> EXCERPTED TEXT:
################
1.2        The terms of reference are as follows:

  1. evidentiary standards across various acts and instruments;
  2. the use and duration of custodial sentences;
  3. the use and duration of banning orders;
  4. the value of fine and other monetary penalties, particularly in proportion to the amount of wrongful gains;
  5. the availability and use of mechanisms to recover wrongful gains;
  6. penalties used in other countries, particularly members of the Organisation for Economic Co-operation and Development [OECD]; and
  7. any other relevant matters.

1.3        This chapter provides an overview of the policy context of the inquiry, including a summary of recent inquiries and reports that address the issue of penalties for white-collar crime and corporate and financial misconduct.[2]

Submissions and public hearings

1.4        The committee received 139 submissions, including 5 confidential submissions.

1.5        The committee held a public hearing in Melbourne on 6 December 2016.

Defining 'white-collar crime' and 'corporate and financial misconduct'

1.6        A number of submissions addressed or sought to clarify the meaning of the terms 'white-collar crime' and 'corporate and financial misconduct'.
################
> DIRECTIONS:
A) According to the white-collar crime inquiry text, where and when did the committee hold its public hearing?
B) Write the passage that comes next in the white-collar crime inquiry text, starting after its final sentence.

> DATA BLOCK:
################
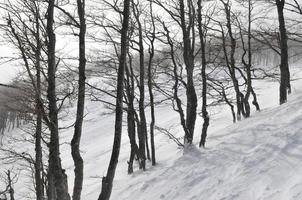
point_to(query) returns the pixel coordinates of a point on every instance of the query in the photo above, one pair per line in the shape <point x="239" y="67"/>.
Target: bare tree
<point x="108" y="179"/>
################
> EXERCISE RESULTS:
A) In Melbourne on 6 December 2016.

B)
1.7        As the Institute of Public Affairs (IPA) noted in its submission, when the term 'white-collar crime' first entered usage in the mid-twentieth century it generally referred to crimes committed by persons of high social status in the course of their employment. More recently, however, the term has evolved to encompass the specific nature of those crimes, rather than focussing on the social status or position of the offender.[3]

1.8        In their joint submission, Professor Michael Adams, Dr Tom Hickie and Mr Ian Lloyd QC, suggested that while the meaning of the term 'white-collar crime' is debated, in simple terms it captures offences such as:

...fraud, bribery, tax evasion, and multiple regulatory offences involving corporate entities. Inevitably, these offences are non-violent and, in the main, committed by educated and/or [those] who can be described as 'well off' individuals or corporations.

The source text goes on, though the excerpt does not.